(Text section)
[Start of Attachment]

Fiat Ulysse

Eurhotel

more info

This might sound ridiculous considering people keep telling us we’re so lucky we get to do this (travel as a family with hubby)… but I’m really looking forward to learning to do without. That looks like a nice van up there but it is WAY smaller than the American van we are used to — hubby calls it a microvan… I see it as an opportunity to learn how to get along and be patient with each other in a really confined space.

We will stay at the nice hotel for the first couple of months, come back for maybe a week here, then back again until the assignment ends… I will bring my knives (as per usual, the chef and paring anyway) but nothing else in the way of kitchen paraphernalia. So I’ll be missing my pots and pans and all the stuff I’ve come to depend on all these years.

Homeschooling will be very different — I’ve tried to stick to the one book per subject rule… so right now that’s looking like this:

  • The Holy Bible
  • The CCC
  • The Liturgy of the Hours for the season (so this will be our saint book as well)

[End of Attachment]

(Data records)
[Start of Attachment]

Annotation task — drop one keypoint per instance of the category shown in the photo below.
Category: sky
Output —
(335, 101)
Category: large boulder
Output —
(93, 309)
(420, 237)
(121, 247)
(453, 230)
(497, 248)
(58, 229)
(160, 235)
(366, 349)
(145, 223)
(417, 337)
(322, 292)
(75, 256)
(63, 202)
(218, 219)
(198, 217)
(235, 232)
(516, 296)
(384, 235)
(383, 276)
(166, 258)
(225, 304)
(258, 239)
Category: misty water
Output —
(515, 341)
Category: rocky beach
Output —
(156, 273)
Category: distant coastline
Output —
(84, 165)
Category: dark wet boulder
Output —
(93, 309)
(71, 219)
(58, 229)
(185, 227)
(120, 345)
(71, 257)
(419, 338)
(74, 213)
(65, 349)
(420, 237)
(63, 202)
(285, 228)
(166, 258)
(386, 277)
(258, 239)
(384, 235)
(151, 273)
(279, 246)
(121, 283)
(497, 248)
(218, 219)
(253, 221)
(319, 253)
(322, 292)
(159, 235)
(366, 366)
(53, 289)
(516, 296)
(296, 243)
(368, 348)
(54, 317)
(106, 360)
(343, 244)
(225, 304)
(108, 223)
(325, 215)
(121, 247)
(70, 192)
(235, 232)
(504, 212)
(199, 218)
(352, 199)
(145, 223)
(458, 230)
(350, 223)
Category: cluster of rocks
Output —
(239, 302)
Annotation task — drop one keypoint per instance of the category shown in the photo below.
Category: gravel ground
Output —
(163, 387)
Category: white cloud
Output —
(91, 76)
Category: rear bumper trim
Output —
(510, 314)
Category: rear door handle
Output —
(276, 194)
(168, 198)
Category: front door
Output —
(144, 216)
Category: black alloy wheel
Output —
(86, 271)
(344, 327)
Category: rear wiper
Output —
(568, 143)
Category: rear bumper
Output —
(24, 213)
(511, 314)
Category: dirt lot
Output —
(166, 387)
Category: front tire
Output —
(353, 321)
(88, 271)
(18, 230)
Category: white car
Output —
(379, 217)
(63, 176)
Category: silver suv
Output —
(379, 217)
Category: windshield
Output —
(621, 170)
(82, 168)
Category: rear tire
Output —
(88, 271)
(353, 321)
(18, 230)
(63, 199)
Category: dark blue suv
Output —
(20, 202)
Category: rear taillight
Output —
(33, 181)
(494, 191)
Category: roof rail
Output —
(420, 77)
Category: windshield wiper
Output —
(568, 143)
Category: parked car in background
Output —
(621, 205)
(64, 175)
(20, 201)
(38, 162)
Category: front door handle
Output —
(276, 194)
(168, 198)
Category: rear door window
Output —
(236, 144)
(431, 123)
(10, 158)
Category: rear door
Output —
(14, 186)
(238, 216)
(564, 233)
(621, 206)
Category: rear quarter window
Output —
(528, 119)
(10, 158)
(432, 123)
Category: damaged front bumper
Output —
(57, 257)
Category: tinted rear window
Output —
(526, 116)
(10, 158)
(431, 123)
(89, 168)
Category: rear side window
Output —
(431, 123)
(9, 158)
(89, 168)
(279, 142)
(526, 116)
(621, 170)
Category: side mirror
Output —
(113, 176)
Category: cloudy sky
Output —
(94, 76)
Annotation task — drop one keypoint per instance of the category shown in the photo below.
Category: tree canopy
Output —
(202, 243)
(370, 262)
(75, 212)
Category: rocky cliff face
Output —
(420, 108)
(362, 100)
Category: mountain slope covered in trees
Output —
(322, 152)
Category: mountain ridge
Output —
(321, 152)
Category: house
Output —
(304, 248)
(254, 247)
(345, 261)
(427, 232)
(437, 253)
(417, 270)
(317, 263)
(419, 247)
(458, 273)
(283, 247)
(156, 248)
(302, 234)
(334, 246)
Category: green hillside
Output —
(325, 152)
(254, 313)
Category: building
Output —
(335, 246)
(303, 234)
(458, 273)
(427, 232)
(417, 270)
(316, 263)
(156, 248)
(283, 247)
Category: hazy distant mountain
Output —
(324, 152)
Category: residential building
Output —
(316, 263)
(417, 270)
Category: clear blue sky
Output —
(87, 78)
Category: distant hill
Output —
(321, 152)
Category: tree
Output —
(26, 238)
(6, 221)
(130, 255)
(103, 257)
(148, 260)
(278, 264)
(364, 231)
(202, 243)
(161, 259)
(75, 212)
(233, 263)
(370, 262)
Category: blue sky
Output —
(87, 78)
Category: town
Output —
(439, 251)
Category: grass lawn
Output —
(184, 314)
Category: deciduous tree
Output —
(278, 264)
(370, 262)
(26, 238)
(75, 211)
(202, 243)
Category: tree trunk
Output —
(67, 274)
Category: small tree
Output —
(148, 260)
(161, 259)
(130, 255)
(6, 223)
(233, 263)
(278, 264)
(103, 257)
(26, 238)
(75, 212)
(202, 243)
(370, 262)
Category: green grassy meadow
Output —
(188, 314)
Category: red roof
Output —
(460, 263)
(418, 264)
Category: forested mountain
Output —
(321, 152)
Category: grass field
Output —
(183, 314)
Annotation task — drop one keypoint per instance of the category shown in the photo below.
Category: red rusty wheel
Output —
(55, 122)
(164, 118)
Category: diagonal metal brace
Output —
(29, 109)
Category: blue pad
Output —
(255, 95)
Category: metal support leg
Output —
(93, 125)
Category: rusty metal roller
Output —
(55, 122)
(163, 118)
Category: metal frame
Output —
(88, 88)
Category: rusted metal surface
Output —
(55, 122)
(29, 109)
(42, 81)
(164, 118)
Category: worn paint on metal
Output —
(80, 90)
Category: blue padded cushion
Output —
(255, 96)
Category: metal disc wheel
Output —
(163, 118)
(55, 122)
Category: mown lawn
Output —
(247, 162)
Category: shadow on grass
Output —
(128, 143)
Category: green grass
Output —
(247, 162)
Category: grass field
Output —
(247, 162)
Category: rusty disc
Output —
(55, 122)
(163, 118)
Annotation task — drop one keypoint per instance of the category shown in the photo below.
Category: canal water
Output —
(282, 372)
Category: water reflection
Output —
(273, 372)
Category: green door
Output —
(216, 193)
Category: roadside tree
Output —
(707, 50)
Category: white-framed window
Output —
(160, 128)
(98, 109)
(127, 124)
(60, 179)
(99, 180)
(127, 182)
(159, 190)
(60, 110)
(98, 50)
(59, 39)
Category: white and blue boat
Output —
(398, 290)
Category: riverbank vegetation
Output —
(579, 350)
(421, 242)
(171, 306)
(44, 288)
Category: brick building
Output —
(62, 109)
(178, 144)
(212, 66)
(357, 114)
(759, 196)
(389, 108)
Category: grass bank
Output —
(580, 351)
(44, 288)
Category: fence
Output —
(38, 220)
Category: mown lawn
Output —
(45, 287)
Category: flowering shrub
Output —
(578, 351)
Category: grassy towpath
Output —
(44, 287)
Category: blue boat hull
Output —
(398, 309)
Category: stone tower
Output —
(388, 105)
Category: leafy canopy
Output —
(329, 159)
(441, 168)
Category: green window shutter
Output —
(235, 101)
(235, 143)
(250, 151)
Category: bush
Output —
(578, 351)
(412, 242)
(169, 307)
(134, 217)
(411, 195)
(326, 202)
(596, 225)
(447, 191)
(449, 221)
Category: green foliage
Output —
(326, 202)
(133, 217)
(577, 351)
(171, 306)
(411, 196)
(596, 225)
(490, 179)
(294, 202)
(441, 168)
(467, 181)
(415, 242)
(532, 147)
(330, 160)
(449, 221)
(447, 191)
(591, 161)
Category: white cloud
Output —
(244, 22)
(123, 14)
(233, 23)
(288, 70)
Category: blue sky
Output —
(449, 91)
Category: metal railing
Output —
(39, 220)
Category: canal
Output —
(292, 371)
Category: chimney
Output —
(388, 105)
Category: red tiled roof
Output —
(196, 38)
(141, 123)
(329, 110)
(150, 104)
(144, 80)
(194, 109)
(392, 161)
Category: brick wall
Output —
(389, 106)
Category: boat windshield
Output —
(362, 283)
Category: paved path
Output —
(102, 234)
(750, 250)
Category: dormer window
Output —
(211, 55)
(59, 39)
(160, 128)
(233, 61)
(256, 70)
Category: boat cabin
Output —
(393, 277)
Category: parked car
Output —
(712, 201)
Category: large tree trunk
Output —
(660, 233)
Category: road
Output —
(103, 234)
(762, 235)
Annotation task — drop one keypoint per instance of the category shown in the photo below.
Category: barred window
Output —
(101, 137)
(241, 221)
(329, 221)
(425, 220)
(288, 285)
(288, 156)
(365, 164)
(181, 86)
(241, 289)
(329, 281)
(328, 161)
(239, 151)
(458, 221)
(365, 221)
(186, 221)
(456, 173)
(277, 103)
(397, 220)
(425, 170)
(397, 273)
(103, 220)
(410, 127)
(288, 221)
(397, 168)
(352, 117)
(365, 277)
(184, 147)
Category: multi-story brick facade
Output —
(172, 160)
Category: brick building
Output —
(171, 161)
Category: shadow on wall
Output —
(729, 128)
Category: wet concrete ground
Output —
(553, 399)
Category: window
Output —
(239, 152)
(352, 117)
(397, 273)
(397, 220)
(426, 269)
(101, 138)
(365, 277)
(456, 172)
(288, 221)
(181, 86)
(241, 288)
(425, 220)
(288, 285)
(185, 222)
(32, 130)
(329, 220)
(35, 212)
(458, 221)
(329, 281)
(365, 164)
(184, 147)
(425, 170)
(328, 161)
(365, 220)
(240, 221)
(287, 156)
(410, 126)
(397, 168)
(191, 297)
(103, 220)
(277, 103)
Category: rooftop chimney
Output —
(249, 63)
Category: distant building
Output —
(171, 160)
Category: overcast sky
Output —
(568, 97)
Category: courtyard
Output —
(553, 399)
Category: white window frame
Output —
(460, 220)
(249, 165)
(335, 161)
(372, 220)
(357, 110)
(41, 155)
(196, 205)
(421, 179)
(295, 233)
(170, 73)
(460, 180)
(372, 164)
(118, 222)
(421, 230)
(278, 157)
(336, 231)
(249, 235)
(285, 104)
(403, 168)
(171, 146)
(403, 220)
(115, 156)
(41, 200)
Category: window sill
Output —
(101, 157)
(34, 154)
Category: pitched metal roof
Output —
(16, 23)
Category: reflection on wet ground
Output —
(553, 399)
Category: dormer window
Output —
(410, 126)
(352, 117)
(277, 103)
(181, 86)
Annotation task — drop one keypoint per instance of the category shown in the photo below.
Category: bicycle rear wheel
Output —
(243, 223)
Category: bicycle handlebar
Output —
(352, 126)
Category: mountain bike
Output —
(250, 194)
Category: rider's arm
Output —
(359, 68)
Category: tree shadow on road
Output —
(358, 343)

[End of Attachment]

(Directions)
1 - According to the family travel post, what does the writer's husband call the van?
2 - In the family travel post, condense the paragraph beginning "We will stay at the nice hotel" into one or two sentences, keeping its main facts.

(Answer section)
1 - He calls it a microvan.

2 - The family will stay at the hotel for the first couple of months, come back for about a week, and then return until the assignment ends. The writer will bring only a chef's knife and a paring knife and will miss the usual pots and pans.